Written request: Each line of the material below should be reproduced exactly.

Information given:
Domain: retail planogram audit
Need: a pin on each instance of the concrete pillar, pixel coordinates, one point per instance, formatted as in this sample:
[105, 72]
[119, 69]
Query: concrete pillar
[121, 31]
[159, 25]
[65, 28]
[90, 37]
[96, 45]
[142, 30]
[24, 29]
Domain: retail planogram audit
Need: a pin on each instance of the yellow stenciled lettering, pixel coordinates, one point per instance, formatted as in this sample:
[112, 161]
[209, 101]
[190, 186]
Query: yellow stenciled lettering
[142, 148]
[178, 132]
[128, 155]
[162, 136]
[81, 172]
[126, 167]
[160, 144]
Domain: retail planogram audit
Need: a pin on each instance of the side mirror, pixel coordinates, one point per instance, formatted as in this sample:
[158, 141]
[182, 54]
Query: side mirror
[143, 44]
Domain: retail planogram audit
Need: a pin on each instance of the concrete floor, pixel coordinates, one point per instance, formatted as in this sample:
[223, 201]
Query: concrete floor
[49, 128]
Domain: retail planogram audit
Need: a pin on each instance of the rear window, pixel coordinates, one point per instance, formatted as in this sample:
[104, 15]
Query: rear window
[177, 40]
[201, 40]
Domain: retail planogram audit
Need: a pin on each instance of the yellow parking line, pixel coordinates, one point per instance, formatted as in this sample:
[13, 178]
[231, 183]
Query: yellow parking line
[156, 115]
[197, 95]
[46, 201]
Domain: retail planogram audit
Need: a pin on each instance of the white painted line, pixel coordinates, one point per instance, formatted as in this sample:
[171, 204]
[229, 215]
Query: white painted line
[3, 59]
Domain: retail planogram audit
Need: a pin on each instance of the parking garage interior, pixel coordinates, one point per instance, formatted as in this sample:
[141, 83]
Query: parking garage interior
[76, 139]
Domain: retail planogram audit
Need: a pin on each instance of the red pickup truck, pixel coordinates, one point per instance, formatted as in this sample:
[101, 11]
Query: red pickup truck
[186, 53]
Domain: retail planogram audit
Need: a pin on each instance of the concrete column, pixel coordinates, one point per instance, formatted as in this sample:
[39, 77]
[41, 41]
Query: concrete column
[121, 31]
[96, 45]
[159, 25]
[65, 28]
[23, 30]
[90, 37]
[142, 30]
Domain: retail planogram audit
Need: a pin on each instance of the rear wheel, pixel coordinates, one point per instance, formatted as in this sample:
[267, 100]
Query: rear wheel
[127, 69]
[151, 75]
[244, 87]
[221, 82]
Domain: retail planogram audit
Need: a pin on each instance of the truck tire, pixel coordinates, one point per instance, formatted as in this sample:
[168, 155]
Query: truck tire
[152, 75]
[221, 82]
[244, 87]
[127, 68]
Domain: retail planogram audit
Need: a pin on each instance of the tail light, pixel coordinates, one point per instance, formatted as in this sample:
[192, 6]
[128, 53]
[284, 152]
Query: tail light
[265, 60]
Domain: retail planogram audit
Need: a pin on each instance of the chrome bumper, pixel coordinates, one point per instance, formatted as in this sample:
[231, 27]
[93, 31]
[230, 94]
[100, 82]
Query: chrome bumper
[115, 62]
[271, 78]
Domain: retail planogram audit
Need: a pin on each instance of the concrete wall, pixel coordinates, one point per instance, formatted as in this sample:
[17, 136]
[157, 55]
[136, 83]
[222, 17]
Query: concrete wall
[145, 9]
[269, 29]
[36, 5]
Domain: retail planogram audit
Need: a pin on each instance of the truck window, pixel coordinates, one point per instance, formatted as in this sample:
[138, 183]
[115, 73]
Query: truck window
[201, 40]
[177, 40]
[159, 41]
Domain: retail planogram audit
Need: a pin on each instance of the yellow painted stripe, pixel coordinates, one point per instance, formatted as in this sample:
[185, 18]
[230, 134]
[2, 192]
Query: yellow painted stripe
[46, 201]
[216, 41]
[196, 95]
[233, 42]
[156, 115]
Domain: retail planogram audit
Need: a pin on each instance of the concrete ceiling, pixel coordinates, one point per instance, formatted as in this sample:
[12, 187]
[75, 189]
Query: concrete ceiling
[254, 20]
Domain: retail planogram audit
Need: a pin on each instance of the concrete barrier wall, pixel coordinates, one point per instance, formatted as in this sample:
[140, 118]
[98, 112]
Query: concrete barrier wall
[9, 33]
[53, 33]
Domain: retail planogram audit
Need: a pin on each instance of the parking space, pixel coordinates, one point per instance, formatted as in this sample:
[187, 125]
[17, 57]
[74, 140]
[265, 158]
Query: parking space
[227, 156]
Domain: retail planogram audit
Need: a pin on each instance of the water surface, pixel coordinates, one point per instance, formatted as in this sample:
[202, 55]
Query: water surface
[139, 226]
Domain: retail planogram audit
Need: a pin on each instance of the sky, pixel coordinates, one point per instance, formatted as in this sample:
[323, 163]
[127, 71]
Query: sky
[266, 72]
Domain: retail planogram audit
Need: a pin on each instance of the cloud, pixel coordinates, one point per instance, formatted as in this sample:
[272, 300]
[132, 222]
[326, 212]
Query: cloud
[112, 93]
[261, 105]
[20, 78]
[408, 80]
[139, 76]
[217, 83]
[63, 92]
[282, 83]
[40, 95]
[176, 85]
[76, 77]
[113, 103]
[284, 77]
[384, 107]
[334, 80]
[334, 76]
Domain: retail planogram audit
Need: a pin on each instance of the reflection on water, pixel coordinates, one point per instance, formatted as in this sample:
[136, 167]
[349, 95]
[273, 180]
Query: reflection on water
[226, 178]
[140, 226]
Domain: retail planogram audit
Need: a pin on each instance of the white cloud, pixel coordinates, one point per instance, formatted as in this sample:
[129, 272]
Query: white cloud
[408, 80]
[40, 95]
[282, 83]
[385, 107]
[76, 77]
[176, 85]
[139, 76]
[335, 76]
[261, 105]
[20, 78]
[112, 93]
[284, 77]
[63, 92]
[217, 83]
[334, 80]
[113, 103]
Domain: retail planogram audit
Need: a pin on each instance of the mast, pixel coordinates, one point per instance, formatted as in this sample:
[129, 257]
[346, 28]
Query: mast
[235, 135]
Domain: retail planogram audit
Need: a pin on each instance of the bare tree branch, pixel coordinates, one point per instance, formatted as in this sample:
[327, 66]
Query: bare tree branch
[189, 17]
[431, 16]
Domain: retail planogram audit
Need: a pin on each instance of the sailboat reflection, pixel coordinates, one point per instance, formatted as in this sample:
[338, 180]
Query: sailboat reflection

Expected output:
Domain: retail planogram audit
Need: a pin on each instance of the concrete pillar, pixel coordinates, one point per instance, formatted as in this sample:
[105, 72]
[119, 69]
Query: concrete pillar
[121, 31]
[159, 25]
[65, 28]
[90, 37]
[96, 45]
[142, 30]
[24, 29]
Domain: retail planogram audit
Need: a pin on each instance of the yellow stenciled lettering, pixel coordinates, one point per instance, formatted as in this sample:
[112, 161]
[209, 101]
[190, 186]
Query: yellow stenciled lettering
[142, 148]
[178, 132]
[128, 155]
[162, 136]
[81, 172]
[126, 167]
[160, 144]
Domain: retail planogram audit
Need: a pin on each instance of the side mirror, pixel coordinates, one point per instance, formatted as in this sample:
[158, 141]
[182, 54]
Query: side mirror
[143, 44]
Domain: retail planogram audit
Need: a pin on each instance of the concrete floor, pixel coordinates, one point per instance, formatted as in this sample:
[223, 201]
Query: concrete floor
[49, 128]
Domain: retail planogram audit
Need: a pin on each instance of the rear window, pixel coordinates, one point per instance, formatted as in this sample:
[104, 15]
Query: rear window
[177, 40]
[201, 40]
Domain: retail planogram audit
Need: a pin on each instance of the yellow parking line, pixel coordinates, one point per instance, formatted as in this sample:
[13, 178]
[231, 183]
Query: yellow parking line
[156, 115]
[197, 95]
[46, 201]
Domain: retail planogram audit
Need: a pin on each instance of the white painted line, pixel coordinates, one point per instance, formatted as in this sample:
[171, 204]
[229, 215]
Query: white painted line
[3, 59]
Domain: retail planogram audit
Need: a pin on each instance of the parking garage interior, pixel coordinates, one point per instance, formatted as in this sample:
[141, 83]
Query: parking garage interior
[76, 139]
Domain: retail planogram audit
Need: a pin on each instance of the red pickup truck, pixel coordinates, one point per instance, formatted as in this sample:
[101, 11]
Query: red pickup truck
[186, 53]
Domain: retail planogram audit
Need: a pin on each instance of the concrete column, pixel coordinates, one point per instance, formatted as in this sample:
[39, 77]
[41, 41]
Query: concrete column
[121, 31]
[96, 45]
[159, 25]
[65, 28]
[23, 30]
[90, 37]
[142, 30]
Domain: retail planogram audit
Need: a pin on each instance of the rear wheel, pixel coordinates, one point per instance, formatted as in this sample:
[267, 100]
Query: rear wheel
[127, 69]
[151, 75]
[244, 87]
[221, 82]
Domain: retail planogram audit
Need: a pin on each instance of the truck tire, pixel coordinates, one point per instance, formatted as in this sample:
[168, 155]
Query: truck tire
[152, 75]
[221, 82]
[244, 87]
[127, 68]
Domain: retail planogram audit
Need: a pin on each instance of the tail light, pixel coordinates, one point per instance, formatted as in this sample:
[192, 6]
[128, 53]
[284, 152]
Query: tail light
[265, 60]
Domain: retail planogram audit
Need: a pin on each instance of the chrome bumper, pixel coordinates, one point per instance, formatted as in this sample:
[231, 27]
[93, 31]
[230, 94]
[100, 82]
Query: chrome bumper
[115, 62]
[271, 78]
Domain: retail planogram audit
Need: a pin on each instance of the concrete wall, pixel coordinates, one point per instance, formatted as in this sample:
[17, 136]
[157, 55]
[136, 83]
[222, 17]
Query: concrete wall
[145, 9]
[269, 29]
[36, 5]
Domain: retail planogram audit
Need: a pin on each instance of the truck window, pixel coordinates, one point per instance, formatted as in this sample:
[138, 183]
[115, 73]
Query: truck window
[201, 40]
[177, 40]
[159, 41]
Domain: retail planogram audit
Need: a pin on each instance of the yellow painted stripe, pixel coordinates, one point per instance, formatted as in this sample:
[185, 18]
[230, 134]
[2, 192]
Query: yellow painted stripe
[46, 201]
[216, 41]
[196, 95]
[233, 42]
[156, 115]
Domain: retail planogram audit
Need: a pin on each instance of the concrete ceiling, pixel coordinates, one point per instance, formatted as in this sample:
[12, 187]
[75, 189]
Query: concrete ceiling
[254, 20]
Domain: retail planogram audit
Need: a pin on each instance of the concrete barrier wall, pixel coordinates, one point per instance, formatted as in this sample:
[140, 118]
[98, 112]
Query: concrete barrier wall
[9, 33]
[53, 33]
Domain: retail planogram audit
Need: a pin on each instance of the parking space, pixel coordinates, one point per instance, formatted as in this sample:
[187, 125]
[17, 57]
[74, 140]
[265, 158]
Query: parking space
[227, 156]
Domain: retail planogram audit
Need: a pin on each instance of the water surface, pixel coordinates, one point per instance, formatted as in this sample:
[202, 55]
Query: water surface
[139, 226]
Domain: retail planogram audit
Need: a pin on each instance of the sky, pixel coordinates, one point per instance, formatted as in this sample:
[323, 163]
[127, 71]
Query: sky
[266, 72]
Domain: retail planogram audit
Need: a pin on each instance of the cloud, pixel coordinates, one point per instance, formatted as in this sample:
[272, 300]
[132, 222]
[326, 212]
Query: cloud
[112, 93]
[261, 105]
[20, 78]
[408, 80]
[139, 76]
[217, 83]
[63, 92]
[282, 83]
[40, 95]
[176, 85]
[76, 77]
[113, 103]
[284, 77]
[384, 107]
[334, 80]
[334, 76]
Domain: retail planogram audit
Need: a pin on each instance of the reflection on water, pixel coordinates, one point per instance, formatted as in this sample:
[136, 167]
[349, 95]
[273, 180]
Query: reflection on water
[226, 178]
[140, 226]
Domain: retail planogram audit
Need: a pin on each instance of the white cloud, pixel coordinates, one point per instance, formatted as in this sample:
[129, 272]
Query: white cloud
[408, 80]
[40, 95]
[282, 83]
[385, 107]
[76, 77]
[176, 85]
[139, 76]
[335, 76]
[261, 105]
[20, 78]
[112, 93]
[284, 77]
[63, 92]
[217, 83]
[334, 80]
[113, 103]
Domain: retail planogram audit
Need: a pin on each instance of the mast, pixel coordinates, one point per instance, formatted as in this sample:
[129, 257]
[346, 28]
Query: mast
[235, 135]
Domain: retail planogram audit
Need: a pin on each instance of the bare tree branch, pixel coordinates, one point per instance, formatted as in this sample:
[327, 66]
Query: bare tree branch
[189, 17]
[431, 16]
Domain: retail planogram audit
Need: a pin on each instance of the sailboat reflection, pixel coordinates, one point per instance, formatted as in this sample:
[338, 180]
Query: sailboat reflection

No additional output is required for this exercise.